QUESTIONS TO ANSWER
• a. Retype the genomic privacy seminar description between "The current rise" and "and personalized healthcare.", inclusive.
• b. Does the genomic privacy seminar description support each statement below? Answer yes or no for each, and quote the words from the description that settle it.
(i) In 2000, sequencing one human genome cost US$2.5 billion.
(ii) Pharmaco-genomics research currently relies on full genome sequencing.
(iii) Specific tests for SNPs have been well established for roughly a decade.
• c. Carry on the genomic privacy seminar description from its last sentence.

DOCUMENT TEXT
[Start of section]
18.10.15 - 23.10.15, Seminar 15431

Genomic Privacy

Diese Seminarbeschreibung wurde vor dem Seminar auf unseren Webseiten veröffentlicht und bei der Einladung zum Seminar verwendet.


The current rise of personalized medicine is based on increasing affordability and availability of individual genome sequencing. Impressive recent advances in genome sequencing have ushered a variety of revolutionary applications in modern healthcare and epidemiology. In particular, better understanding of the human genome as well as its relationship to diseases and response to treatments promise improvements in preventive and personalized healthcare.

At the same time, human genetics has become a 'big data' science. For roughly a decade, specific tests for Single Nucleotide Polymorphisms (SNPs), e.g., markers corresponding to specific diseases, have been well established. Furthermore, research in pharmaco-genomics, which currently relies on SNPs, has helped improve drug treatment for cancer and cardiac patients. The methodology of genotyping, which takes into account hundreds to thousands of variations in positions in the genome, has tremendously increased the amount of data acquired during diagnosis. Personalized genotyping has become commercially available from several sources (such as 23andMe). Full genome sequencing and genome-wide association studies are moving towards full deployment in clinical practice. In 2000, the cost of sequencing one human genome was US$2.5 billion. Today, the price of US$200 for genome sequencing is approaching reality. Considering the benefits for (public) health and potential cost savings, widespread acquisition, storage, and usage of personal genomes is guaranteed to happen soon.
[End of section]
Region pointing data
[Start of section]
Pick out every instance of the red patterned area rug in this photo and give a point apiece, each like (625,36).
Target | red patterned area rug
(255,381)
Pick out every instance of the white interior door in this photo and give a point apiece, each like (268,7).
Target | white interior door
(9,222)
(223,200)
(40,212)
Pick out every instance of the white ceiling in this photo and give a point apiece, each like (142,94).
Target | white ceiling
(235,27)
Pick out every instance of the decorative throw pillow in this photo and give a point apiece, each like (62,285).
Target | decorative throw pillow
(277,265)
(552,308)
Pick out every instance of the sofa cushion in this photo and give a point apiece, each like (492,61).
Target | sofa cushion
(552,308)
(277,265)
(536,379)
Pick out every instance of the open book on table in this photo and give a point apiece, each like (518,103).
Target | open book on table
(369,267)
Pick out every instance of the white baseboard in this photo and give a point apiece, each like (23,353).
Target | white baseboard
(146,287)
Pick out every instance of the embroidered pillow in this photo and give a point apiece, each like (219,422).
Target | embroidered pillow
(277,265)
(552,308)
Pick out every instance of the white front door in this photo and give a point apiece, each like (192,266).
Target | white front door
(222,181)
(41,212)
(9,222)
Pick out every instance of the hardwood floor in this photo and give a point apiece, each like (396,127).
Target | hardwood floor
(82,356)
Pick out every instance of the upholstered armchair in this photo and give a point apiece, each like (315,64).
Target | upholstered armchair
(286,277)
[End of section]
ANSWERS TO THE EXERCISES
• a.
The current rise of personalized medicine is based on increasing affordability and availability of individual genome sequencing. Impressive recent advances in genome sequencing have ushered a variety of revolutionary applications in modern healthcare and epidemiology. In particular, better understanding of the human genome as well as its relationship to diseases and response to treatments promise improvements in preventive and personalized healthcare.

• b.
(i) Yes: "In 2000, the cost of sequencing one human genome was US$2.5 billion."
(ii) No: "research in pharmaco-genomics, which currently relies on SNPs"
(iii) Yes: "For roughly a decade, specific tests for Single Nucleotide Polymorphisms (SNPs), e.g., markers corresponding to specific diseases, have been well established."

• c.
However, because of the human genome's highly sensitive nature, this progress raises important privacy and ethical concerns, which simply cannot be ignored. A digitized genome represents one of the most sensitive types of human (personal) identification data. Even worse, a genome contains information about its owner’s close relatives. Furthermore, correlations with individual data sets from so-called “omics-technologies” pose even bigger threats on privacy. Leakage of personal genomic information can lead a wide variety of attacks, many of which are not yet fully understood. Whether accidentally or intentionally revealed, a digitized genome cannot be revoked or modified. Consequently, secrecy of personal genomic data is of paramount importance. Furthermore, genomic data, unlike other types of highly sensitive information (even national secrets), does not lose its sensitivity over time. Even worse, the mechanisms available to interpret genomic data improve over time, which means that it is unclear at the moment how much sensitive information a genome encodes and which consequences a genomic data breach has. Furthermore, it is likely that genomic data will not only be used personally to support medical treatments; great promise lies in its use in large-scale genetic studies for personalized medicine as well as common ancestry and genetic compatibility tests. Therefore, simply encrypting genomic data at rest is not a viable option and new ways of protection need to be devised.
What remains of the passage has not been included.